Pesawat Serba Bisa
Oleh koresponden Sedarlah! di Afrika Selatan
”KAMI telah terbang selama kira-kira dua jam. Tiba-tiba putaran mesin mulai melemah—gejala awal dari gangguan mesin. Segera saya mulai membubungkan helikopter ini, memanfaatkan sisa putaran mesin untuk terbang setinggi mungkin sebelum mesin mati. Seraya helikopter kami mencapai ketinggian maksimum, kerangka kopling mulai pecah, menghamburkan serpihan-serpihan ke udara, ke sekeliling kami.
”Segera saya melakukan penurunan tajam, menjaga kecepatan maju tetap konstan pada sekitar 90 kilometer per jam. Saya telah memeriksa keadaan medan di bawah, dan kami sekarang sedang menuju suatu daerah terbuka yang sempit pada jarak yang memungkinkan kami meluncur dengan mudah.
”Saya mendongakkan moncong helikopter pada ketinggian 15 meter di atas permukaan tanah untuk mengurangi kecepatan pesawat, kemudian kami mendarat, menggelincir lalu berhenti pada jarak kira-kira 1,5 meter dari tepi sebuah donga [palung sungai yang kering].”
Semua ini terjadi hanya dalam waktu satu menit. Memang, banyak helikopter telah jatuh dalam tahap akhir suatu pendaratan darurat, namun sebagaimana terlihat dari kisah nyata ini, bukan berarti sama sekali tidak ada harapan jika mesin rusak. Pilot ini dengan sukses menyelesaikan penerbangan layang yang melibatkan autorotasi—yang dipraktikkan berkali-kali selama pelatihan, khusus untuk menghadapi keadaan darurat demikian.
Namun, meskipun aman dan serba guna, banyak orang belum pernah naik helikopter. Bahkan Anda mungkin akan merasa enggan menempuh perjalanan singkat dengan helikopter. Akan tetapi, Anda mungkin tertarik untuk mempelajari pesawat terbang yang unik ini.
Di Mana Pesawat Itu Bermula?

PETUNJUK TUGAS – Tolong tulis ulang secara lebih ringkas paragraf dari kutipan halaman di atas yang diawali "Semua ini terjadi hanya dalam waktu satu menit". Fakta utamanya harus tetap ada.

DATA YANG DISEDIAKAN –
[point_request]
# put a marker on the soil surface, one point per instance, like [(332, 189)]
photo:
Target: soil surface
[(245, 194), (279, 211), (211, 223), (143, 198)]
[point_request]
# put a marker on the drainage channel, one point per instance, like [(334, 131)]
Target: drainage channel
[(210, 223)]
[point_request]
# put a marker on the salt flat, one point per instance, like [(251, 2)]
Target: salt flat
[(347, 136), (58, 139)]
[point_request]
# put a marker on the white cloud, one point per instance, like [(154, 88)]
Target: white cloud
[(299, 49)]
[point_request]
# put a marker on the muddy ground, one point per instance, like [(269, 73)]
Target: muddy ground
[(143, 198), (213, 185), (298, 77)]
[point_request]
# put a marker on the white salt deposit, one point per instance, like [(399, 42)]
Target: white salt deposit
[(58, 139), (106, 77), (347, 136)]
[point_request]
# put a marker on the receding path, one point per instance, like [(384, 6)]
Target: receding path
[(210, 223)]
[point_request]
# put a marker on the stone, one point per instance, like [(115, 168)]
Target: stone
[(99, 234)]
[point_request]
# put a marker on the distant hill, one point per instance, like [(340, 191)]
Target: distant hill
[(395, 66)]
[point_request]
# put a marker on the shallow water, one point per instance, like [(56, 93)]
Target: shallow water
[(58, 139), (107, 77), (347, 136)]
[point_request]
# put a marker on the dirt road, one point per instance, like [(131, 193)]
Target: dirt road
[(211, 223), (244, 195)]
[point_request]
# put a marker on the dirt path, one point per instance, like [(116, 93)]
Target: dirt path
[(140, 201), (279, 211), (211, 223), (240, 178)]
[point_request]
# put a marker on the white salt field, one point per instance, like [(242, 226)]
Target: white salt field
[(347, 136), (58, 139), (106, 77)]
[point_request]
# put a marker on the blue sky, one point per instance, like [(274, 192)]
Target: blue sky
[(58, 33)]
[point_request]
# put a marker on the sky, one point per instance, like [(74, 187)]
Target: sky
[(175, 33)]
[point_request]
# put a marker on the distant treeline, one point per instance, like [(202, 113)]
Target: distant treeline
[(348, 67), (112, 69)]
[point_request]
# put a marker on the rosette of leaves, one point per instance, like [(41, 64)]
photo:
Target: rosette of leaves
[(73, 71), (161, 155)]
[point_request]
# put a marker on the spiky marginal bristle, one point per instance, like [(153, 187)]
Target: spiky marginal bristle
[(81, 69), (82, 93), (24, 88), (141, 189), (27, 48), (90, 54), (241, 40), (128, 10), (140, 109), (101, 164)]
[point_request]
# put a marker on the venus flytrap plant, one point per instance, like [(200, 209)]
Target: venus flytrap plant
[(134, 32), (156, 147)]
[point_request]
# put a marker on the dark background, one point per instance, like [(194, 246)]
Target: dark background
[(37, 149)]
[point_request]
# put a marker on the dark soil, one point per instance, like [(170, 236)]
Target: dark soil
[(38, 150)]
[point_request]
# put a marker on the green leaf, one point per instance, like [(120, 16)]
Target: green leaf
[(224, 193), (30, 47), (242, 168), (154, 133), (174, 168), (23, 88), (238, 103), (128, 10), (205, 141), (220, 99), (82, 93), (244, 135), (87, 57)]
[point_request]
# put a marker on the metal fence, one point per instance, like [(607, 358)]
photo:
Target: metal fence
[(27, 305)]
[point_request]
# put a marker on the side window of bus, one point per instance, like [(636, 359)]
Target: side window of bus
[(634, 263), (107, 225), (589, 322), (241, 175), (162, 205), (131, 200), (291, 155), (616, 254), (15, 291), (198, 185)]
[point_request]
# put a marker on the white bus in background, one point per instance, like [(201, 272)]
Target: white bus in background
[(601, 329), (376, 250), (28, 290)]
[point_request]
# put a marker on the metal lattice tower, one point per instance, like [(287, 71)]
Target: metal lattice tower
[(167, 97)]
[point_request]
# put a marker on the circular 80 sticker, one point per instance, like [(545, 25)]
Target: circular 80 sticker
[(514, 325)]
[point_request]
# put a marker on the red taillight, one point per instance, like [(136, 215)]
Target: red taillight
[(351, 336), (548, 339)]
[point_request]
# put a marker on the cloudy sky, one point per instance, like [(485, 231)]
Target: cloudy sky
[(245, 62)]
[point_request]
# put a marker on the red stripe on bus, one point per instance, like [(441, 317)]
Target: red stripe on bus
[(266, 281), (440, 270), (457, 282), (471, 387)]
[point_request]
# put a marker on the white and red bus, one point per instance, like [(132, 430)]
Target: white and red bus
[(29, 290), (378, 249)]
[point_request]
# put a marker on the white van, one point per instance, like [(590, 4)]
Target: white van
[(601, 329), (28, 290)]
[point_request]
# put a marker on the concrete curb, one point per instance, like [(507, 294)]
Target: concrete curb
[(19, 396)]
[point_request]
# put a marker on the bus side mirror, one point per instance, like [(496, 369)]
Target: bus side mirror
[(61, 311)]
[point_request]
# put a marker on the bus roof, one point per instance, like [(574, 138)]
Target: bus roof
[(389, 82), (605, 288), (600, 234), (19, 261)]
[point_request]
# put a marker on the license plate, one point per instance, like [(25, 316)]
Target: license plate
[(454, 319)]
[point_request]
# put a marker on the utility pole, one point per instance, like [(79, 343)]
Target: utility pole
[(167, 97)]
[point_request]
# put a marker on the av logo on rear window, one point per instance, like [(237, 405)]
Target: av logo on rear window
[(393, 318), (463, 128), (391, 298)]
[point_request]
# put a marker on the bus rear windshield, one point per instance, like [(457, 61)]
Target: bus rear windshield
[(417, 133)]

CONTOH PENYELESAIAN – Seluruh kejadian itu hanya berlangsung satu menit. Walaupun banyak helikopter jatuh pada tahap akhir pendaratan darurat, kisah nyata ini menunjukkan bahwa mesin yang rusak tidak berarti harapan hilang sama sekali. Sang pilot berhasil melakukan penerbangan layang dengan autorotasi, teknik yang berulang kali dilatih khusus untuk keadaan darurat seperti itu.